Each line of the data must be set down again without a single difference.
== Segment start ==
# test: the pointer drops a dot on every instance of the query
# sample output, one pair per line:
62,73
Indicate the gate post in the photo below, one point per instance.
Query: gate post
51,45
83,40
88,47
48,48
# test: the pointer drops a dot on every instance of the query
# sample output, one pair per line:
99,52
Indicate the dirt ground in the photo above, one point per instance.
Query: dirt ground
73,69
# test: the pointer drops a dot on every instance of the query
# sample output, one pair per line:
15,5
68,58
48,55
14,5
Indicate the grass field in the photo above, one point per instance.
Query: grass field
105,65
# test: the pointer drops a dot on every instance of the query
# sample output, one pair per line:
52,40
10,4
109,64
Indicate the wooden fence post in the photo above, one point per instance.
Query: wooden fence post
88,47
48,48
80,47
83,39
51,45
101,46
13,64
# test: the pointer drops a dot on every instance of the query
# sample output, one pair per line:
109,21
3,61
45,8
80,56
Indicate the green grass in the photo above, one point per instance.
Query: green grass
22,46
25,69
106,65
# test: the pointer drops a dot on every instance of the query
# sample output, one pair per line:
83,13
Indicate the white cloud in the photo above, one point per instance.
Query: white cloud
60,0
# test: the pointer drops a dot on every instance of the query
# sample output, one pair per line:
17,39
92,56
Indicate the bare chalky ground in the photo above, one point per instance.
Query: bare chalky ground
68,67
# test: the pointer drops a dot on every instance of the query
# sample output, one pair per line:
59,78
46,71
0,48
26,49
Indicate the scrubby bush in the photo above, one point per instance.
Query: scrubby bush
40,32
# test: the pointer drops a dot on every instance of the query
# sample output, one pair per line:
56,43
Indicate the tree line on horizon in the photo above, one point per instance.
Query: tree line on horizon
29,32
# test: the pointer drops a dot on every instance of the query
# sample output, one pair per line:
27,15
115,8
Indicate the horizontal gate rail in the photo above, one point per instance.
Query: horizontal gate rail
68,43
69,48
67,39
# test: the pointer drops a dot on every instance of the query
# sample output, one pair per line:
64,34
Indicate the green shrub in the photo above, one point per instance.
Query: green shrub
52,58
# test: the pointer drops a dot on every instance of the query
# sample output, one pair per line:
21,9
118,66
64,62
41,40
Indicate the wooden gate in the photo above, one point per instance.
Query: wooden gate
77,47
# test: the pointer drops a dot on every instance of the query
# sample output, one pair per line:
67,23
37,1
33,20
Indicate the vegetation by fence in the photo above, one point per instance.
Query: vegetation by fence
== Segment end ==
EXERCISE ANSWER:
# test: the pointer drops a dot on every instance of the query
# sample output, one pair per line:
62,73
Indicate the gate post in the photo below, one point per instance.
Query: gate post
51,45
83,40
88,47
48,48
# test: the pointer drops a dot on every instance of the query
# sample output, one pair per line:
99,52
Indicate the dirt ground in the photo above, one point per instance.
Query: dirt ground
73,69
# test: the pointer drops a dot on every instance of the query
# sample output, one pair per line:
15,5
68,58
48,55
14,5
Indicate the grass field in the photo above, one point per instance.
Query: grass field
105,65
# test: the pointer drops a dot on every instance of the query
# sample output, one pair per line:
52,40
10,4
109,64
Indicate the wooden fence post in the photo above, one point per instance.
Query: wooden fence post
88,47
48,48
80,47
83,39
51,45
101,46
13,64
# test: the pointer drops a dot on every instance of the query
# sample output, one pair per line:
109,21
3,61
45,8
80,56
Indicate the green grass in the photo above, one point per instance.
Query: green grass
22,46
25,69
106,65
# test: the pointer drops a dot on every instance of the query
# sample output, one pair per line:
83,13
Indicate the white cloud in the photo above, one point per instance.
Query: white cloud
60,0
# test: the pointer drops a dot on every instance of the query
# sample output, one pair per line:
17,39
92,56
Indicate the bare chalky ground in the photo above, one point per instance.
Query: bare chalky ground
68,67
# test: the pointer drops a dot on every instance of the query
# sample output, one pair per line:
59,78
46,71
0,48
26,49
Indicate the scrubby bush in the photo above, one point per instance.
Query: scrubby bush
40,32
# test: the pointer drops a dot on every instance of the query
# sample output, one pair per line:
56,43
Indicate the tree line on horizon in the photo above, one point per instance.
Query: tree line on horizon
29,32
# test: the pointer drops a dot on every instance of the query
# sample output, one pair per line:
27,15
115,8
Indicate the horizontal gate rail in the photo above, one point per instance.
Query: horizontal gate rail
68,43
69,48
67,39
# test: the pointer drops a dot on every instance of the query
# sample output, one pair per line:
64,34
Indicate the green shrub in the photo above, one point per instance.
Query: green shrub
52,58
# test: the pointer drops a dot on every instance of the query
# sample output, one pair per line:
21,9
118,66
64,62
41,40
Indicate the wooden gate in the photo above, one point per instance.
Query: wooden gate
77,47
# test: the pointer drops a dot on every instance of the query
# sample output, one pair per line:
67,23
37,1
33,20
Indicate the vegetation by fence in the photo above, one point per instance.
Query: vegetation by fence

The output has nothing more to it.